Bounding-box records:
^^^^^^^^^^^^^^^^
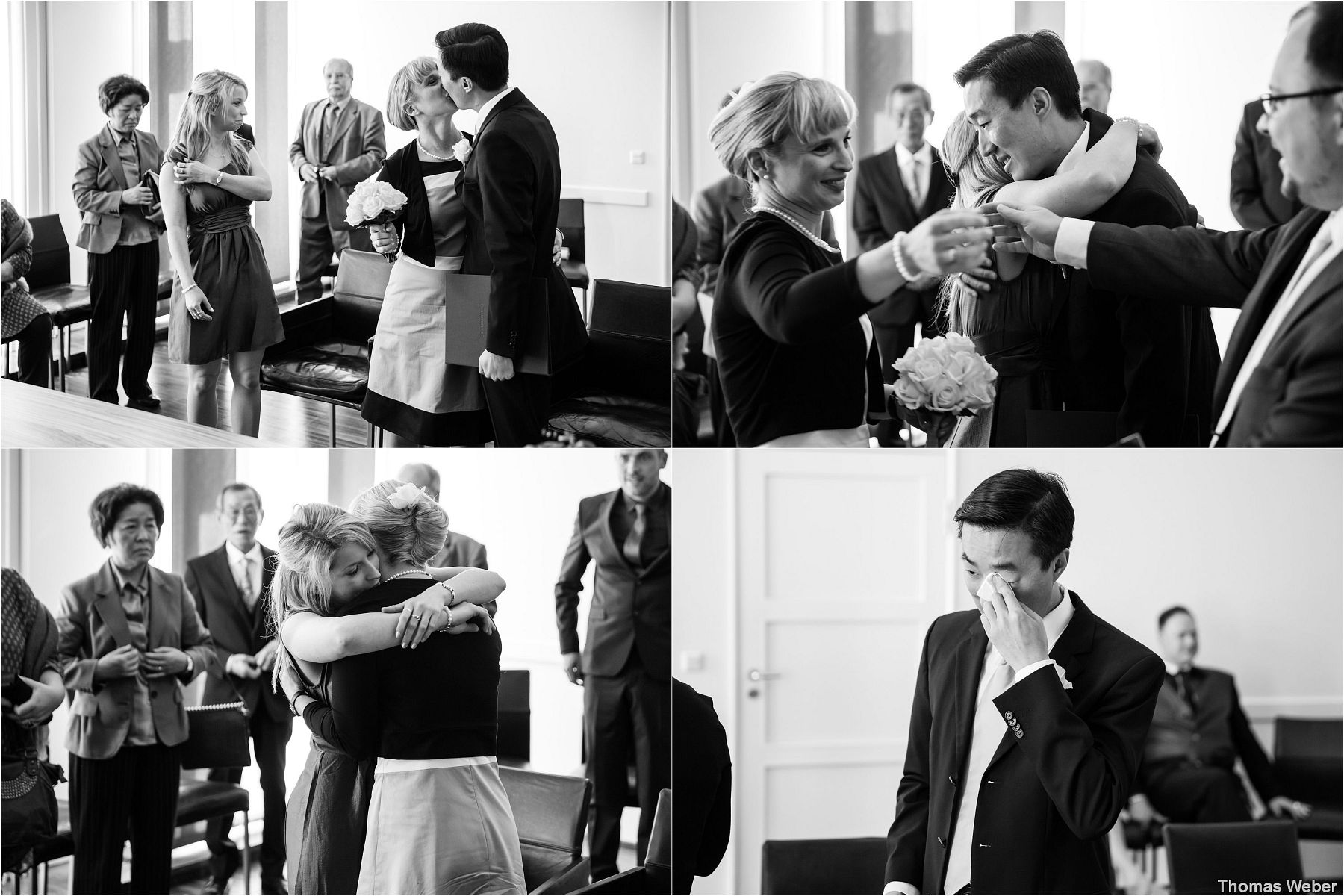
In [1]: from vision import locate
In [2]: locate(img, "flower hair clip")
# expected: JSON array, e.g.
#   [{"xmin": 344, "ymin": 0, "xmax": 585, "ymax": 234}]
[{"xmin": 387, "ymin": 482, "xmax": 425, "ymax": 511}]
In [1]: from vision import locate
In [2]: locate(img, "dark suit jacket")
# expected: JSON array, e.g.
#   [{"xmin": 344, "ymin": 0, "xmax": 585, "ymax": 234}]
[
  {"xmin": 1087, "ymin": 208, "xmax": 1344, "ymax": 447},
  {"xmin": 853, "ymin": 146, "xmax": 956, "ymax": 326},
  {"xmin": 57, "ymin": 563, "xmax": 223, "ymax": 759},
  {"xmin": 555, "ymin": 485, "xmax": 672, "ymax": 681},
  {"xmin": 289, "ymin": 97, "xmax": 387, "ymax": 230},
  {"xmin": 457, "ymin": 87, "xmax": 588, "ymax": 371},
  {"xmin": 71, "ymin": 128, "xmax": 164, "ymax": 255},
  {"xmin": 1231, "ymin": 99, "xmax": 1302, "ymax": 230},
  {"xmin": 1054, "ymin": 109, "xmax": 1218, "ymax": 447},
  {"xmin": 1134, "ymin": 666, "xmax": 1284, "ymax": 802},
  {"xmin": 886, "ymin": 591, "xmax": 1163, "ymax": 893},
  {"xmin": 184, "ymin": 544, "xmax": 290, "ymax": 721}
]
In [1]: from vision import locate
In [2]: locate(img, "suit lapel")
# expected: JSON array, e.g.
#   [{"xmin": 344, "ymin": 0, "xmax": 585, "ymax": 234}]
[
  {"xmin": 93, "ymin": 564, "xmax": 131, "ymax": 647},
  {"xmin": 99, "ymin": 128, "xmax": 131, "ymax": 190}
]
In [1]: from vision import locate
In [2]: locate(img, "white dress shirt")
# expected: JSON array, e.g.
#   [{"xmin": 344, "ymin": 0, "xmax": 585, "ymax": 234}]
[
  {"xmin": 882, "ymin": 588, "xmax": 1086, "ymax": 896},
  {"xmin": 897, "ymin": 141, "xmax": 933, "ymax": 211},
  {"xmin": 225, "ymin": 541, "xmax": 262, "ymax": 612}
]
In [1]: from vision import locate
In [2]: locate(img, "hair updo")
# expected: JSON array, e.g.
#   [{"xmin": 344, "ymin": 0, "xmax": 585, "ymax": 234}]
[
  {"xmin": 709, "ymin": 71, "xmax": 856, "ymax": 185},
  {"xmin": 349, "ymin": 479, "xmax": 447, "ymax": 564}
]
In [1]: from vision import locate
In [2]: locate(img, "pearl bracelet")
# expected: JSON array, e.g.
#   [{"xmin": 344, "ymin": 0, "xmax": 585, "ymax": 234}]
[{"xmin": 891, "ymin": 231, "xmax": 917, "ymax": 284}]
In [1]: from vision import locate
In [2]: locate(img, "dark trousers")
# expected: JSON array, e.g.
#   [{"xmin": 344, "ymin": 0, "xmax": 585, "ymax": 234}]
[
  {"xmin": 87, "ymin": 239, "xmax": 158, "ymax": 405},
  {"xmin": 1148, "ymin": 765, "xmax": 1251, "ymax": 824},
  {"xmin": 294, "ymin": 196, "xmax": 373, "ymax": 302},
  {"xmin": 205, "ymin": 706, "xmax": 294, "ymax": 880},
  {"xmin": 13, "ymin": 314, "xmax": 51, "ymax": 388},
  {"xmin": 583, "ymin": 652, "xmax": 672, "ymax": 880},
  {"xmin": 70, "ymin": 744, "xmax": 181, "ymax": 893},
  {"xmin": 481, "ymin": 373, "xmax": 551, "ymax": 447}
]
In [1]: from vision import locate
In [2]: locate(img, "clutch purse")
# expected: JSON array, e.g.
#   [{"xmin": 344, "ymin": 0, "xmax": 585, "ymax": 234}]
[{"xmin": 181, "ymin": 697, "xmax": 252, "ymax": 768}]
^^^^^^^^^^^^^^^^
## [WHAT THE TASK ASKS]
Set down every entry word for word, but omit the pictures.

## [FINISHED TASK]
In [1]: from vision import locate
In [2]: locate(img, "flower hair clip")
# expected: JSON array, e.g.
#   [{"xmin": 344, "ymin": 0, "xmax": 585, "ymax": 234}]
[{"xmin": 387, "ymin": 482, "xmax": 425, "ymax": 511}]
In [1]: from vision import locate
In [2]: locate(img, "dark suit jacket")
# expected: JSON array, e.g.
#   [{"xmin": 344, "ymin": 0, "xmax": 585, "ymax": 234}]
[
  {"xmin": 1087, "ymin": 208, "xmax": 1344, "ymax": 447},
  {"xmin": 853, "ymin": 146, "xmax": 956, "ymax": 326},
  {"xmin": 57, "ymin": 563, "xmax": 223, "ymax": 759},
  {"xmin": 555, "ymin": 485, "xmax": 672, "ymax": 681},
  {"xmin": 289, "ymin": 97, "xmax": 387, "ymax": 230},
  {"xmin": 457, "ymin": 87, "xmax": 588, "ymax": 371},
  {"xmin": 71, "ymin": 128, "xmax": 164, "ymax": 255},
  {"xmin": 1231, "ymin": 99, "xmax": 1302, "ymax": 230},
  {"xmin": 1054, "ymin": 109, "xmax": 1218, "ymax": 447},
  {"xmin": 1134, "ymin": 666, "xmax": 1284, "ymax": 802},
  {"xmin": 886, "ymin": 591, "xmax": 1163, "ymax": 893},
  {"xmin": 184, "ymin": 544, "xmax": 290, "ymax": 721}
]
In [1]: from vision import locate
In [2]: locate(img, "suit lapel")
# expected: JSON array, e.g.
#   [{"xmin": 344, "ymin": 0, "xmax": 585, "ymax": 234}]
[
  {"xmin": 93, "ymin": 564, "xmax": 131, "ymax": 647},
  {"xmin": 99, "ymin": 128, "xmax": 131, "ymax": 190}
]
In [1]: from vision import locate
In [2]: locate(img, "white dress shirt")
# expected: JSON array, e.g.
#   [{"xmin": 344, "ymin": 0, "xmax": 585, "ymax": 234}]
[
  {"xmin": 882, "ymin": 588, "xmax": 1086, "ymax": 896},
  {"xmin": 897, "ymin": 141, "xmax": 933, "ymax": 211},
  {"xmin": 225, "ymin": 541, "xmax": 262, "ymax": 612}
]
In [1]: from vision import locate
In [2]: locate(img, "hair updo")
# expected: JSON array, e.g.
#   [{"xmin": 344, "ymin": 0, "xmax": 585, "ymax": 234}]
[
  {"xmin": 709, "ymin": 71, "xmax": 856, "ymax": 185},
  {"xmin": 349, "ymin": 479, "xmax": 447, "ymax": 564}
]
In [1]: from vision import locate
In [2]: locate(img, "pearl bracelet")
# expected: JSON array, e.g.
#   [{"xmin": 344, "ymin": 0, "xmax": 585, "ymax": 234}]
[{"xmin": 891, "ymin": 231, "xmax": 917, "ymax": 284}]
In [1]: from vision import locate
In [2]: locate(img, "dark trousers")
# expected: JSON array, e.g.
#   [{"xmin": 344, "ymin": 0, "xmax": 585, "ymax": 234}]
[
  {"xmin": 87, "ymin": 239, "xmax": 158, "ymax": 405},
  {"xmin": 1148, "ymin": 765, "xmax": 1251, "ymax": 824},
  {"xmin": 294, "ymin": 196, "xmax": 373, "ymax": 302},
  {"xmin": 205, "ymin": 706, "xmax": 294, "ymax": 880},
  {"xmin": 13, "ymin": 314, "xmax": 51, "ymax": 388},
  {"xmin": 583, "ymin": 652, "xmax": 672, "ymax": 880},
  {"xmin": 70, "ymin": 744, "xmax": 181, "ymax": 893},
  {"xmin": 481, "ymin": 373, "xmax": 551, "ymax": 447}
]
In [1]: from vision import locate
In [2]: locate(img, "clutch purse")
# expected: JSON array, e.g.
#   [{"xmin": 344, "ymin": 0, "xmax": 585, "ymax": 234}]
[{"xmin": 181, "ymin": 697, "xmax": 252, "ymax": 768}]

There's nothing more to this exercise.